▶ **DATA SUPPLIED**
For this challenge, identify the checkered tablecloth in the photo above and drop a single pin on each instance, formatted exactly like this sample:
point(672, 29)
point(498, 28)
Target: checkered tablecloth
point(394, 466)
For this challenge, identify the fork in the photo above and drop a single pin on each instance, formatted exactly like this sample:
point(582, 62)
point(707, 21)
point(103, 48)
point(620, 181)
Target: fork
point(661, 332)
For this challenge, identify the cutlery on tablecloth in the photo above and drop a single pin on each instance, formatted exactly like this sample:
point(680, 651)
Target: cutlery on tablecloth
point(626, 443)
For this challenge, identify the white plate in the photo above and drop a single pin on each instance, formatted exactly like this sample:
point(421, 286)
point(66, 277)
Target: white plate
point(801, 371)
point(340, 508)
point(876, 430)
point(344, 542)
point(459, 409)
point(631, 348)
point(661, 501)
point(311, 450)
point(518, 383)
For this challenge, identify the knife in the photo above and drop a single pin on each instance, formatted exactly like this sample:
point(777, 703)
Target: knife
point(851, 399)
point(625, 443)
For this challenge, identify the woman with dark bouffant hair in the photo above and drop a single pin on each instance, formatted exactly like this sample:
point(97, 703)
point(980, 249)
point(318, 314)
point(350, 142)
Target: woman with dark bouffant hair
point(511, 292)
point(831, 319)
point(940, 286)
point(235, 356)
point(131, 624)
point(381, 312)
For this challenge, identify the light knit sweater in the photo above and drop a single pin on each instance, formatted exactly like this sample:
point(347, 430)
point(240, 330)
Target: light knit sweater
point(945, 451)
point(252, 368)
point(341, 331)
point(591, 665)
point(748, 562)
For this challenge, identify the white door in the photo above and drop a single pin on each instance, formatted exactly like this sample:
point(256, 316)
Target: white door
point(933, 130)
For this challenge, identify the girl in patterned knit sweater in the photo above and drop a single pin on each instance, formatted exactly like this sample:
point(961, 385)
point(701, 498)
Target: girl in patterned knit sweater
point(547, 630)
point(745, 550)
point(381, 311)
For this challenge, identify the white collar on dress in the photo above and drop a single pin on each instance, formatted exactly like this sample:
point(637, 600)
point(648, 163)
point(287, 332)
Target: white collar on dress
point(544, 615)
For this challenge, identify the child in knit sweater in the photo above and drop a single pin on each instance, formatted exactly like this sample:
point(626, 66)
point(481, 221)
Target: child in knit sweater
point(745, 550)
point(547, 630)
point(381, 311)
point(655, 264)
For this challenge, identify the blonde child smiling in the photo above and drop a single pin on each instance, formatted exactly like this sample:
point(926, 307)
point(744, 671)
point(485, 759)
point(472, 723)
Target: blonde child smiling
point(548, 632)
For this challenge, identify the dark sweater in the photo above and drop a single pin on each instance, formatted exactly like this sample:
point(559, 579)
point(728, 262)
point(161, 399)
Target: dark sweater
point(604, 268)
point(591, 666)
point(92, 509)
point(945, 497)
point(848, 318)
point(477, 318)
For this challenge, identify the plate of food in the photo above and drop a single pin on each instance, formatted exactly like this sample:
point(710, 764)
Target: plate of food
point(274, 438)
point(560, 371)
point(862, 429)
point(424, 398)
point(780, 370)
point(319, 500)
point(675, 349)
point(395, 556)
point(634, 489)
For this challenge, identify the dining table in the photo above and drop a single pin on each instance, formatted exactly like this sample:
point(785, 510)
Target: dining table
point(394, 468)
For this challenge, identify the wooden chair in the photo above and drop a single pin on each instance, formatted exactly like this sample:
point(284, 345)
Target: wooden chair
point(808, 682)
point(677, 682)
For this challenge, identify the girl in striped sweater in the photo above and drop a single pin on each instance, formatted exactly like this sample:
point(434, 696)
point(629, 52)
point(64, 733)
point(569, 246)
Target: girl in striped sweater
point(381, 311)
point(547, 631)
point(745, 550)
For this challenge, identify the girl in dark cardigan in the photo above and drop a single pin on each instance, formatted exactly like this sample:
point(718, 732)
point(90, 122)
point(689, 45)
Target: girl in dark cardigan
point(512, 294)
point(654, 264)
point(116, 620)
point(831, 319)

---

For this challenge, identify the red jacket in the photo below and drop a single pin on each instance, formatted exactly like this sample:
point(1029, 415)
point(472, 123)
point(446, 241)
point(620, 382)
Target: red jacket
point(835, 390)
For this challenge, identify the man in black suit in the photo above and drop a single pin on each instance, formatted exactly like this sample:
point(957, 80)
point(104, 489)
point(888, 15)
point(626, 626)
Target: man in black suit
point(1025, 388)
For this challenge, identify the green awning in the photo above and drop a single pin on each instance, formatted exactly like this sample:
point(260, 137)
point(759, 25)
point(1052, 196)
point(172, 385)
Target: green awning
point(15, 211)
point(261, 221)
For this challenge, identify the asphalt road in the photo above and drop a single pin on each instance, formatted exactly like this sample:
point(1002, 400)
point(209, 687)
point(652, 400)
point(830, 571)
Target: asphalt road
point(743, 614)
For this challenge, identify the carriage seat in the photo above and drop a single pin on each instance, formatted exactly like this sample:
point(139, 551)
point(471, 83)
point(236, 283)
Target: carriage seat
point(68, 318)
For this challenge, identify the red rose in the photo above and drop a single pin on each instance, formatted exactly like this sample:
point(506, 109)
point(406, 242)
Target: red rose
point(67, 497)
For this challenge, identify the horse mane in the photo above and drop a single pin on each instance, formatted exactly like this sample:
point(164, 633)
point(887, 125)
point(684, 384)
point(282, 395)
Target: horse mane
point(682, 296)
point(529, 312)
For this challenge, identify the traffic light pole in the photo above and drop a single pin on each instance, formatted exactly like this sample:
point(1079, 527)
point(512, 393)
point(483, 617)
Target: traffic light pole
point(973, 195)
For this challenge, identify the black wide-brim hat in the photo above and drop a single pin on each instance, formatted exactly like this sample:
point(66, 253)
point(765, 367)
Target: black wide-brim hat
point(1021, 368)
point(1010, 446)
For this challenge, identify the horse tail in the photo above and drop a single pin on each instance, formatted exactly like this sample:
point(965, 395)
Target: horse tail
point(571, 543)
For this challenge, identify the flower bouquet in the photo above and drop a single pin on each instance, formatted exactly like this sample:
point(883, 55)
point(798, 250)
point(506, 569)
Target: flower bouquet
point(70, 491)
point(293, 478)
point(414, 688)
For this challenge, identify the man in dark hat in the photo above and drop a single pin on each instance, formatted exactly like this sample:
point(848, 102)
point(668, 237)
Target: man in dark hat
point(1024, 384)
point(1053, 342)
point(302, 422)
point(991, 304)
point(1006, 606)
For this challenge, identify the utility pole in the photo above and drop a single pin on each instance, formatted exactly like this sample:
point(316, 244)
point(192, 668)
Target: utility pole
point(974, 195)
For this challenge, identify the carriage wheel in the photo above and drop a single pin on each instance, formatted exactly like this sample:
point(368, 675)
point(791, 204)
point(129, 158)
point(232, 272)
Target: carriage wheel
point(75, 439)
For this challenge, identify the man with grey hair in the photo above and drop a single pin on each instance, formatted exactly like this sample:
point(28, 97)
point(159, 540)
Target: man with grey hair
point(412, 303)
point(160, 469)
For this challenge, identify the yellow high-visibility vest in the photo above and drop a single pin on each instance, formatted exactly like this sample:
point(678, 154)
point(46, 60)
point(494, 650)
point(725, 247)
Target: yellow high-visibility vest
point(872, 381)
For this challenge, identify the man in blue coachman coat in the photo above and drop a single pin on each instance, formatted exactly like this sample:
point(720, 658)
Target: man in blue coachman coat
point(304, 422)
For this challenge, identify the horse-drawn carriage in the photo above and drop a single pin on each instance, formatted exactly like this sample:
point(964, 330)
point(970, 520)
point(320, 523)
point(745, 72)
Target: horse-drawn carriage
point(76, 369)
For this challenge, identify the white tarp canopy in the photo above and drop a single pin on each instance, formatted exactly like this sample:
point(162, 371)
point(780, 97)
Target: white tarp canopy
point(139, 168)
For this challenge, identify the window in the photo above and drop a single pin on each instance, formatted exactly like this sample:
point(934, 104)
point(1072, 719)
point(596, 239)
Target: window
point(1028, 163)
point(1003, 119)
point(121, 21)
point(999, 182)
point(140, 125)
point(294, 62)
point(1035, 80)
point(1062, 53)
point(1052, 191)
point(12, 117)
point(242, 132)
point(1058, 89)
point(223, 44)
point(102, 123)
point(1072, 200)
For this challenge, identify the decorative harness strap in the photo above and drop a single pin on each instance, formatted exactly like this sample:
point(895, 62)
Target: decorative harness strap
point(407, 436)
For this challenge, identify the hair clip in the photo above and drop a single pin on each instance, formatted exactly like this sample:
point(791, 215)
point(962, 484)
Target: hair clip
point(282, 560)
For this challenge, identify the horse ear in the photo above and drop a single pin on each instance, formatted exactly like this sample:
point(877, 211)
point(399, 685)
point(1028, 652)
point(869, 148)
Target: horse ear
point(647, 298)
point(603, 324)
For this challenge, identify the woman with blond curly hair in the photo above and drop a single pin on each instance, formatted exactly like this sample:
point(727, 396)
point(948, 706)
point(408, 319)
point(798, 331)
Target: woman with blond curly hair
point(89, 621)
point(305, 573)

==

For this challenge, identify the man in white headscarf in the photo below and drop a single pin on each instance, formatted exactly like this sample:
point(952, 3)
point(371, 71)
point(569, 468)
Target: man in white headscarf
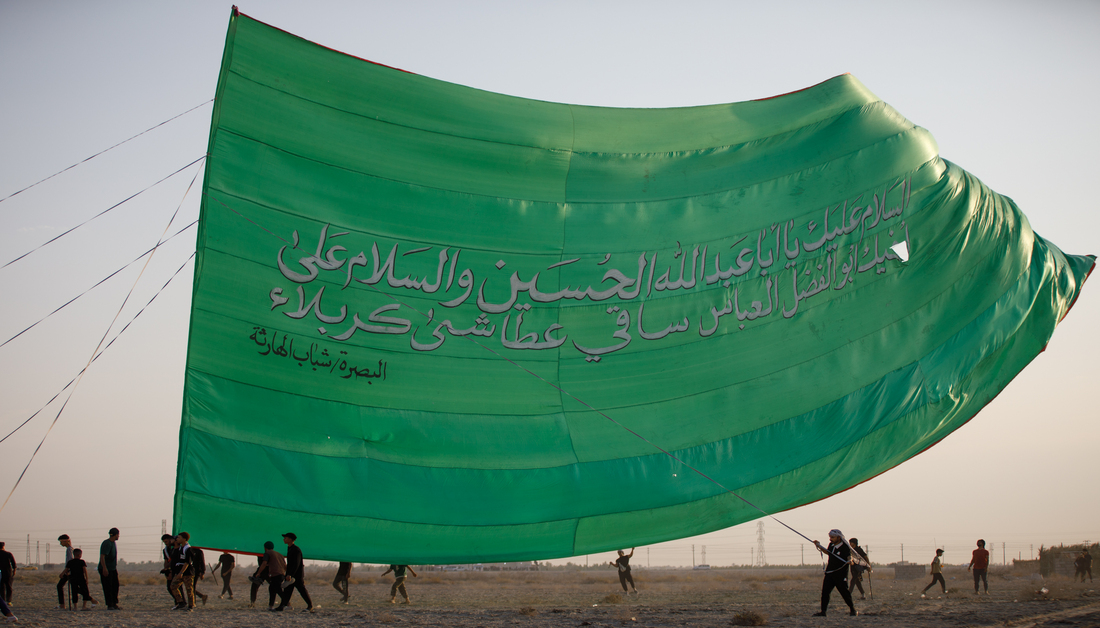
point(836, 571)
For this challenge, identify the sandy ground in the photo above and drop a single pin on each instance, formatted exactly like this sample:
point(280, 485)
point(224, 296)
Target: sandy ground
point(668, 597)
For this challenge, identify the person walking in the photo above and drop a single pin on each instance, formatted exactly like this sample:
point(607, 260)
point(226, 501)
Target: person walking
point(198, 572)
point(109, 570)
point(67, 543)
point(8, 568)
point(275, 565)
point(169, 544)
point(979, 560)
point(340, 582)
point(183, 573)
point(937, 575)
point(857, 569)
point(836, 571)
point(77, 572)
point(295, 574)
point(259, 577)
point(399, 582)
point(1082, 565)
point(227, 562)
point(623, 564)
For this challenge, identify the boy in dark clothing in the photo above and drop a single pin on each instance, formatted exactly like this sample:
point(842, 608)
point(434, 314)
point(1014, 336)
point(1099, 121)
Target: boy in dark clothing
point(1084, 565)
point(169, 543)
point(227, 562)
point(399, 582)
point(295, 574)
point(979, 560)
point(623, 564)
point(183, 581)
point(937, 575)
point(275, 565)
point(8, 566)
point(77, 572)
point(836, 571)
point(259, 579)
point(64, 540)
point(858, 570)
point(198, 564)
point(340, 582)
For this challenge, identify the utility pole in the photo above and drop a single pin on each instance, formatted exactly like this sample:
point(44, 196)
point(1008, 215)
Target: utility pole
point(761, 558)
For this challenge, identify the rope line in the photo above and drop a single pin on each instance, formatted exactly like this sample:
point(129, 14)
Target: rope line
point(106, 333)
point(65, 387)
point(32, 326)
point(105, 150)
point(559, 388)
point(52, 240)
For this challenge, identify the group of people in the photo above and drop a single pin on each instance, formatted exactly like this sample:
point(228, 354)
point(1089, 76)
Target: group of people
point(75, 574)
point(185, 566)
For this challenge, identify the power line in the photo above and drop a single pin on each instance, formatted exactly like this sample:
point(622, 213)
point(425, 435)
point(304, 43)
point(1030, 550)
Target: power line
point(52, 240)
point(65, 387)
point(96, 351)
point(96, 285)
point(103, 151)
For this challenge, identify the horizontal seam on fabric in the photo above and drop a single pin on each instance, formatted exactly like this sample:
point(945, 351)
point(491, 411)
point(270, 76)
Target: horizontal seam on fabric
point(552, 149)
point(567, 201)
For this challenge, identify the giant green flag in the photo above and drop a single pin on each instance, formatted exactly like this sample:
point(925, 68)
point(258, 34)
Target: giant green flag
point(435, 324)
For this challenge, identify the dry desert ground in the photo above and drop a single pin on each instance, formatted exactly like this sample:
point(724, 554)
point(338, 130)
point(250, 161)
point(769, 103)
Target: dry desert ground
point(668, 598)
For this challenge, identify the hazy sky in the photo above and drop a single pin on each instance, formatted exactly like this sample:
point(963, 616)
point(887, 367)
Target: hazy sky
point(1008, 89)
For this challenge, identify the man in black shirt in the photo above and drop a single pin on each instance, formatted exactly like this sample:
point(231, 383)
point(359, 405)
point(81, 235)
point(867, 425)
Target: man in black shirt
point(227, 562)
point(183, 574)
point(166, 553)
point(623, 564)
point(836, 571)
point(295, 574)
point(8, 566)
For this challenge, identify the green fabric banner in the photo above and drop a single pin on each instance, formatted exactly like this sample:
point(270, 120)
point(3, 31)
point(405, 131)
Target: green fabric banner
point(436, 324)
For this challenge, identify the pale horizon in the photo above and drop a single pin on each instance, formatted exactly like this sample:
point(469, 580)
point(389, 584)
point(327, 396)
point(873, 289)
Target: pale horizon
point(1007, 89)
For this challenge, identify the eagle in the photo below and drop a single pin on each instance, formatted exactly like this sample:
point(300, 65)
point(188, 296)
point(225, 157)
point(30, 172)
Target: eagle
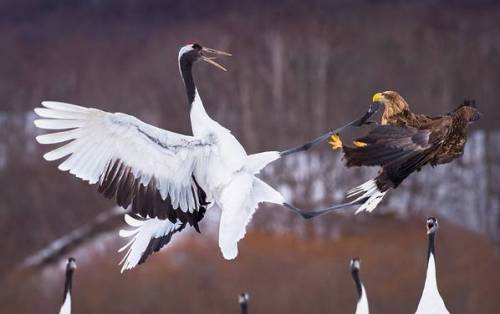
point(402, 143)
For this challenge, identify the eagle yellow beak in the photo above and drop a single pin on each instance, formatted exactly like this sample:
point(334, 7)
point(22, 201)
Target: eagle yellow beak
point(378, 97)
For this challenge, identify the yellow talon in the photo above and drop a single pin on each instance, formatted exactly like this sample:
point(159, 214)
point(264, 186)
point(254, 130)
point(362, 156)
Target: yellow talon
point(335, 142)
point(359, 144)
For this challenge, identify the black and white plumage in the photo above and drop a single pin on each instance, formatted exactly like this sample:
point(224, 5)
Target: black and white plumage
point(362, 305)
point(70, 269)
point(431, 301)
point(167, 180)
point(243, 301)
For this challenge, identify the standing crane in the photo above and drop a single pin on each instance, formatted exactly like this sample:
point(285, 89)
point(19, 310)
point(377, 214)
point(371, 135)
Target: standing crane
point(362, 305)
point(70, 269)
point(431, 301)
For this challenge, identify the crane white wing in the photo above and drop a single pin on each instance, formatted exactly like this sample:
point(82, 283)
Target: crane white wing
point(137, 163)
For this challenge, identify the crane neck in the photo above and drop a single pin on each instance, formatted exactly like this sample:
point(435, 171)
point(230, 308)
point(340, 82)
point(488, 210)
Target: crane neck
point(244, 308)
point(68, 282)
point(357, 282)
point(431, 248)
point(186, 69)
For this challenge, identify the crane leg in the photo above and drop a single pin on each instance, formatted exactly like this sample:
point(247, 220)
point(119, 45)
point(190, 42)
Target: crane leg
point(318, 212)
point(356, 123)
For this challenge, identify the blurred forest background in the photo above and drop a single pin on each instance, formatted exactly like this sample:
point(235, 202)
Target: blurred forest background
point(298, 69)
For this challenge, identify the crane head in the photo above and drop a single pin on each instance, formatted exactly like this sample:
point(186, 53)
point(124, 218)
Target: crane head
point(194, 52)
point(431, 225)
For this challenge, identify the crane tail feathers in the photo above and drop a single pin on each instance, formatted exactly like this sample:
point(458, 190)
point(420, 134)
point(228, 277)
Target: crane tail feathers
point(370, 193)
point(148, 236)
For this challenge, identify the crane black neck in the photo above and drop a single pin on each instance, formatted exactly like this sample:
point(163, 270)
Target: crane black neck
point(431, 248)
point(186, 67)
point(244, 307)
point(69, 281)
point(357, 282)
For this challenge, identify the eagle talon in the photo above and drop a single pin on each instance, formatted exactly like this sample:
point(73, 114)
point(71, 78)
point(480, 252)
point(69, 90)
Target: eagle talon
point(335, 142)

▶ **GIVEN REQUEST**
Output as a JSON list of strings the part of the rows that opens with the line containing "For this challenge, identify the horse mane" and closes with the line containing "point(529, 312)". Include both of those lines, give one string per line, and leave out blank lines.

▶ **THE COMPLETED TASK**
[
  "For this challenge, identify the horse mane in the photo above and drop a single pin on each instance, formatted exactly like this sample:",
  "point(164, 633)",
  "point(887, 125)",
  "point(684, 384)",
  "point(282, 395)",
  "Target: horse mane",
  "point(682, 296)",
  "point(529, 312)"
]